____ PROVIDED TEXT
For Love Alone (1944)

It begins … ‘In the part of the world Teresa came from, winter is in July, spring brides marry in September, and Christmas is consummated with roast beef, suckling pig, and brandy-laced plum pudding at 100 degrees in the shade, near the tall pine-tree loaded with gifts and tinsel as in the old country, and old carols have rung out all through the night.

‘This island continent lies in the water hemisphere. On the eastern coast, the neighbouring nation is Chile, though it is far, far east, Valparaiso being more than six thousand miles away in a straight line; her northern neighbours are those of the Timor Sea, the Yellow Sea; to the south is that cold, stormy sea full of earth-wide rollers, which stretches from there without land, south to the Pole.’




Trailer: John Ford’s ‘They Were Expendable’

Trailer: Mervyn Leroy’s ‘Madame Curie’


In the late 1920s, Stead met the American broker Wilhelm Blech, who became her lifelong partner. They eventually married in 1952 when Blech was able to get a divorce. Blech was a Communist and Stead adopted his political views. In the early 1940s Stead worked in Hollywood as a screenwriter for Metro-Goldwyn-Mayer studios, contributing to Madame Curie, directed by Mervyn Le Roy, and They Were Expendable, directed by John Ford and starring John Wayne and Robert Montgomery. Many of Hollywood’s writers were Communists, and they formed a community of sorts. Of all these Hollywood Communists, with their luxurious houses and lavish parties, one of the most colorful was Ruth McKenney, famous as the author of My Sister Eileen. McKenney and her husband Richard Bransten were eventually expelled from the Party; the story of their apostasy and downfall fascinated and horrified Stead, and they became the subjects of I’m Dying Laughing, probably her best book along with The Man Who Loved Children. I’m Dying Laughing was not published in Stead’s lifetime. She became overwhelmed with the drafts and revisions, which she lugged around with her for years, apparently incapable of pulling the book into shape.
________
**DIRECTIVE 1:**
Please locate each line in the listing that contains the string "dresser", and copy those lines out.
____ MATERIAL SUPPLIED
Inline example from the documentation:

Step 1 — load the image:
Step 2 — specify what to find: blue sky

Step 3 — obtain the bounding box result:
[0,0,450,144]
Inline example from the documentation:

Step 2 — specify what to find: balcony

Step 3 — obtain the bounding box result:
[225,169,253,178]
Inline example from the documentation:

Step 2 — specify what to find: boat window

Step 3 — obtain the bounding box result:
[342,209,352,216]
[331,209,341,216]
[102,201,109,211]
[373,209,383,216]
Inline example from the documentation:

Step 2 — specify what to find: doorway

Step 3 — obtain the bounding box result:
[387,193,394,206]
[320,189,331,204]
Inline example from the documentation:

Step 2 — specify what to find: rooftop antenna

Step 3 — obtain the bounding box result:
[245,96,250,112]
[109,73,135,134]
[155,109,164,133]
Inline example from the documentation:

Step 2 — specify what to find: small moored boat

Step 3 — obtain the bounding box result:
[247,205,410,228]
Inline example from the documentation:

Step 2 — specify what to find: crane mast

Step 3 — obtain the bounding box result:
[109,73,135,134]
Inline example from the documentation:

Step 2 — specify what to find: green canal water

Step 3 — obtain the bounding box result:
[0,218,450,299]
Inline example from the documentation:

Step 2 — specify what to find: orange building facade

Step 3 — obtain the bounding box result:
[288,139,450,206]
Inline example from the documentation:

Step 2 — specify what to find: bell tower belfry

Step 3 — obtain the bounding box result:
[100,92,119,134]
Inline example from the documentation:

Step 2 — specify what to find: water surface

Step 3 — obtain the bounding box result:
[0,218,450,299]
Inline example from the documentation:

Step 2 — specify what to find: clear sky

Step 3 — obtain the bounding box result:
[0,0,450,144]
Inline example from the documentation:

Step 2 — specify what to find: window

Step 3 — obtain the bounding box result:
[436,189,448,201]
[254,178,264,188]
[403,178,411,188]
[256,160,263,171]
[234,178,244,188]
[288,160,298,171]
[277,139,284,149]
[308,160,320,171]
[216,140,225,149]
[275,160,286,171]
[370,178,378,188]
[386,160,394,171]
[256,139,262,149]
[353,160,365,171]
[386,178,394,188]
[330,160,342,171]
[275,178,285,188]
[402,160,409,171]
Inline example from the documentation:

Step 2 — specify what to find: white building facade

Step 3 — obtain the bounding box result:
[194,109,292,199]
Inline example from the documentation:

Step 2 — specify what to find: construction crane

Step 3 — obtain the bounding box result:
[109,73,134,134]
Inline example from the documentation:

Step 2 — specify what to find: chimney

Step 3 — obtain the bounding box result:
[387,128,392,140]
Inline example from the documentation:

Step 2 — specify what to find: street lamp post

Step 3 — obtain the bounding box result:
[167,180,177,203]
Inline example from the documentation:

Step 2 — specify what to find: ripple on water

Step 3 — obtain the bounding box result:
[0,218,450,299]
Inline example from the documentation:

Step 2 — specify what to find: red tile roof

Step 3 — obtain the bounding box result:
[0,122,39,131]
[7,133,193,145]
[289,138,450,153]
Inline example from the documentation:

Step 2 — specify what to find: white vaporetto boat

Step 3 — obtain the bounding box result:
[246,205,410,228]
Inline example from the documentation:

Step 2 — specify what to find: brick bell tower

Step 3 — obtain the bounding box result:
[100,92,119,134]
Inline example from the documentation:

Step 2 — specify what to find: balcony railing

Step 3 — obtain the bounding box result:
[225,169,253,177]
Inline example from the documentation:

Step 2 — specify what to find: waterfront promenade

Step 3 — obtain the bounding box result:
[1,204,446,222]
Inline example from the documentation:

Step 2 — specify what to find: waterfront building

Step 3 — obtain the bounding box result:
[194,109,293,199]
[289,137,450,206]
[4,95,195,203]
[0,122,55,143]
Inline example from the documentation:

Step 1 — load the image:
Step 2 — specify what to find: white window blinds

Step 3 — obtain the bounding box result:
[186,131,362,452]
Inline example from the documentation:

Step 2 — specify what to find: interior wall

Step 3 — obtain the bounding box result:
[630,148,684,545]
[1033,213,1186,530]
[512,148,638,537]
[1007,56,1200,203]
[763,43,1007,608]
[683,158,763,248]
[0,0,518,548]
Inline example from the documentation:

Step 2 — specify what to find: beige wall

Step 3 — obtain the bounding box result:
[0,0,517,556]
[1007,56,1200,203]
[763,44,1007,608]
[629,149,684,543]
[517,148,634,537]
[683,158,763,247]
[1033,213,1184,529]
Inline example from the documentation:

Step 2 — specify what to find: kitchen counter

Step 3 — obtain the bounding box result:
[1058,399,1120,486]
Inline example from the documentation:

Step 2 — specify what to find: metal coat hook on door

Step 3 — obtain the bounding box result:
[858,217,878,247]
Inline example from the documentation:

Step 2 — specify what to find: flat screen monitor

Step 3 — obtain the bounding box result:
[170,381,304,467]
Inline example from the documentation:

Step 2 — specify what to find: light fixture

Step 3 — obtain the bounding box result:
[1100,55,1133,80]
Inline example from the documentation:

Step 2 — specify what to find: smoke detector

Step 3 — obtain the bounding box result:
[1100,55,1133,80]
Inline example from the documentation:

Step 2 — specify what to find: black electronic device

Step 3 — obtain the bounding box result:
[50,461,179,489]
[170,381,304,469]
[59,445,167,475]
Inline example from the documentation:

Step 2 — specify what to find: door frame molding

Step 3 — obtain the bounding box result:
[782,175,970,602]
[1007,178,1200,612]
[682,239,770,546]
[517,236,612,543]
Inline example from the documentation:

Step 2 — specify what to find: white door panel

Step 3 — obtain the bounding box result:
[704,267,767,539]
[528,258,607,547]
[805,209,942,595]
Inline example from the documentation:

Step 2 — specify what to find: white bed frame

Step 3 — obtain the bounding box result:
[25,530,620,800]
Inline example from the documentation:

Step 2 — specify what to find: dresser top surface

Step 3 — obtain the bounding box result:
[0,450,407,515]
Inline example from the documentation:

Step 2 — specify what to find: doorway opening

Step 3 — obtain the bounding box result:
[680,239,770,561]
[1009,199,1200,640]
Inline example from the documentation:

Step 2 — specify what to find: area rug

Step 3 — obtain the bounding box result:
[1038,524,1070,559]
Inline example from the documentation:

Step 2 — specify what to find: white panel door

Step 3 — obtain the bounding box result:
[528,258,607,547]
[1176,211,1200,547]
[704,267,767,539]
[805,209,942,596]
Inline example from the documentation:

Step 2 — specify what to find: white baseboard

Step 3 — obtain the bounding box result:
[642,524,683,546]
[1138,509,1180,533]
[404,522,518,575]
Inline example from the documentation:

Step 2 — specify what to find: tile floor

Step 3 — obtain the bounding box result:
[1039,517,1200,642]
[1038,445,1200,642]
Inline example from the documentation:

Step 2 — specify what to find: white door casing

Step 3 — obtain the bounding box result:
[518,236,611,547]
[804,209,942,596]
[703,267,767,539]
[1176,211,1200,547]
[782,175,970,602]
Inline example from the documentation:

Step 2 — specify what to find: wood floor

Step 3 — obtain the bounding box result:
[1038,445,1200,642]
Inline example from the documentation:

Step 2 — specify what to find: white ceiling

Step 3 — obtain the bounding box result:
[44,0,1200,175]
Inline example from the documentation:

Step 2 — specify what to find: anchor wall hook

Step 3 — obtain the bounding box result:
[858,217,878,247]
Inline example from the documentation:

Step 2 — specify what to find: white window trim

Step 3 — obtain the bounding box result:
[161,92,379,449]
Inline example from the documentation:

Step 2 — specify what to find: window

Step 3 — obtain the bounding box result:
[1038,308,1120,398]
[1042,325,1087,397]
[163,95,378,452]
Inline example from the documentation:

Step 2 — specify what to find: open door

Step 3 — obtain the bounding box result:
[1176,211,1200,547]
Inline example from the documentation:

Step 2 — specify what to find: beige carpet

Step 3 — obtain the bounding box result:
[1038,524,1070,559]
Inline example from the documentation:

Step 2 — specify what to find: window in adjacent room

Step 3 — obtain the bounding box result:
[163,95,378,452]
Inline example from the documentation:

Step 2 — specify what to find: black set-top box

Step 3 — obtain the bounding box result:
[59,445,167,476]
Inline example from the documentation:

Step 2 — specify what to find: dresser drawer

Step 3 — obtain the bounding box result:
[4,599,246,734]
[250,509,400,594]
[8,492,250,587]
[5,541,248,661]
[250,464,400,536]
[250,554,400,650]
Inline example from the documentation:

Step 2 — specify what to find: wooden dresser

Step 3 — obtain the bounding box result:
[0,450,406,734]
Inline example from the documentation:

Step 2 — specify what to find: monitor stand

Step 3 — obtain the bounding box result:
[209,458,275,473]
________
____ MATERIAL SUPPLIED
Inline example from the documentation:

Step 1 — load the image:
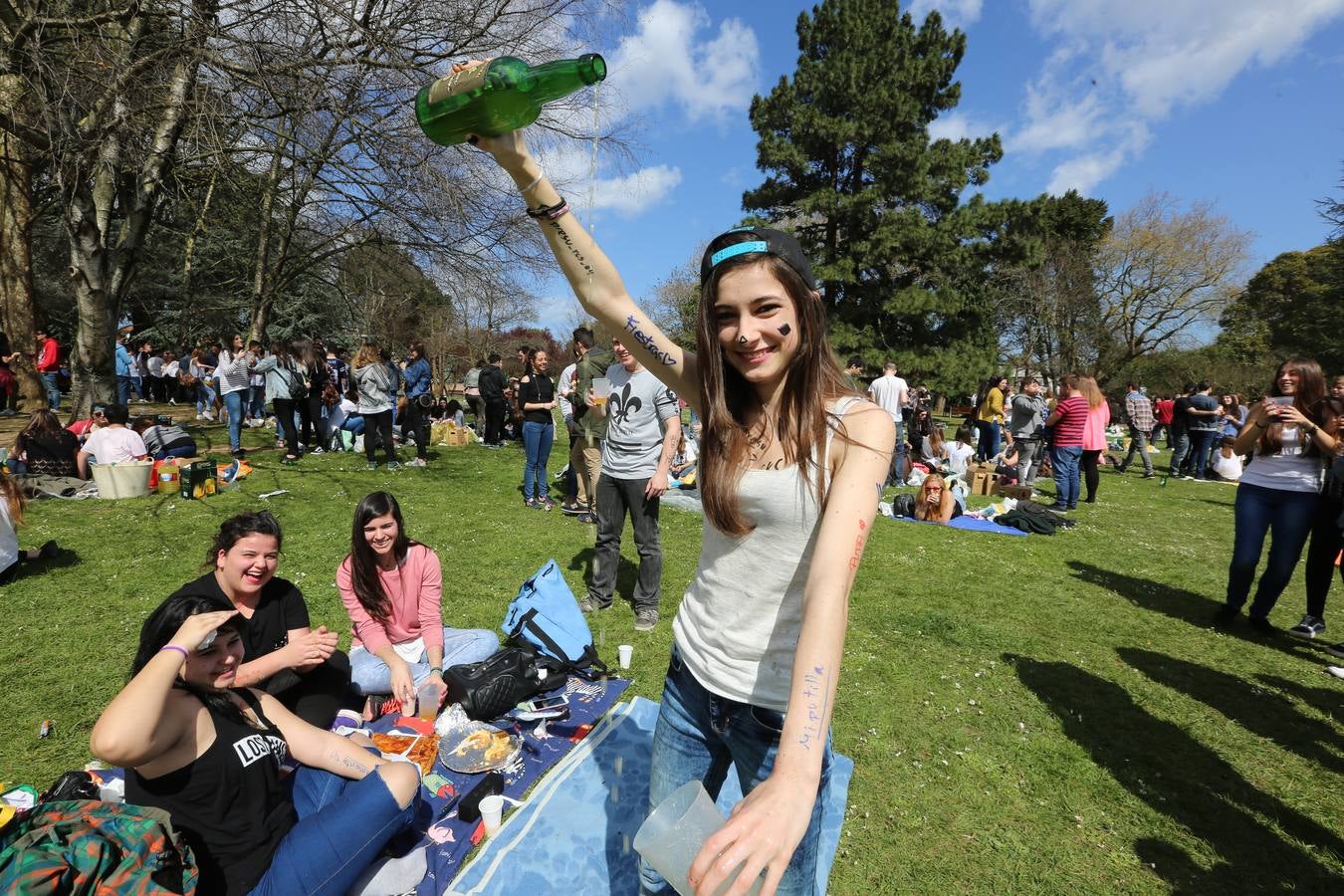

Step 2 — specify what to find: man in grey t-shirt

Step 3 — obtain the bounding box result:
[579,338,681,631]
________
**DIRECTIVE 2:**
Pick up the passage on Stead and For Love Alone after its final sentence, and keep writing.

**EXPECTED OUTPUT 1:**
Step 2 — specify what to find: dresser top surface
Step 2 — specify what to find: dresser drawer
Step 2 — specify what to find: wooden dresser

**EXPECTED OUTPUT 2:**
I’m Dying Laughing (1986)

It begins … ‘The last cable was off, the green lane between ship and dock widened. Emily kept calling and waving to the three below, Ben, a press photographer, her brother Amold and his wife Berry. Amold was twenty- three, two years younger than herself; Berry was twenty-four. Arnold was a dark fleshy man, sensual, self-confident, he fooled around, had never finished high school. From Seattle he came to New York after her and she had helped him out for a while. He now was working on a relief project for the WPA and earning about a hundred dollars a month. Berry was a teacher, soon to have a child. She was a big, fair girl, bolder than Amold. She had already had a child by Amold, when they were going together, had gone to Ireland to some relatives to have it. Arnold had never seen it, but Emily regularly gave them money for it. It was a boy four years old and named Leonard.’







Hazel Rowley, author of Stead’s autobiography, notes that “Stead’s fiction, angrier, more relentless than ever, did not appeal to 1950’s war-scarred sensibilities, which celebrated femininity, family and hearth. From now on, her fiction offered neither moral integrity nor hope. Instead, it confronted readers with poverty, corruption and self-deception—things they preferred to forget.” Her late books include A Little Tea, A Little Chat (New York, 1948; London, 1981), Cotter’s England (published in America under the title Dark Places of the Heart— New York, 1966; London, 1967), The People With the Dogs (New York, 1952; London, 1981), The Puzzleheaded Girl (New York, 1967; London, 1968), and Miss Herbert (New York, 1976; London, 1979). None of them was exactly snapped up by publishers; London publishers were even less confident in her marketability than New York ones, and she generally had to shop her manuscripts around for many years.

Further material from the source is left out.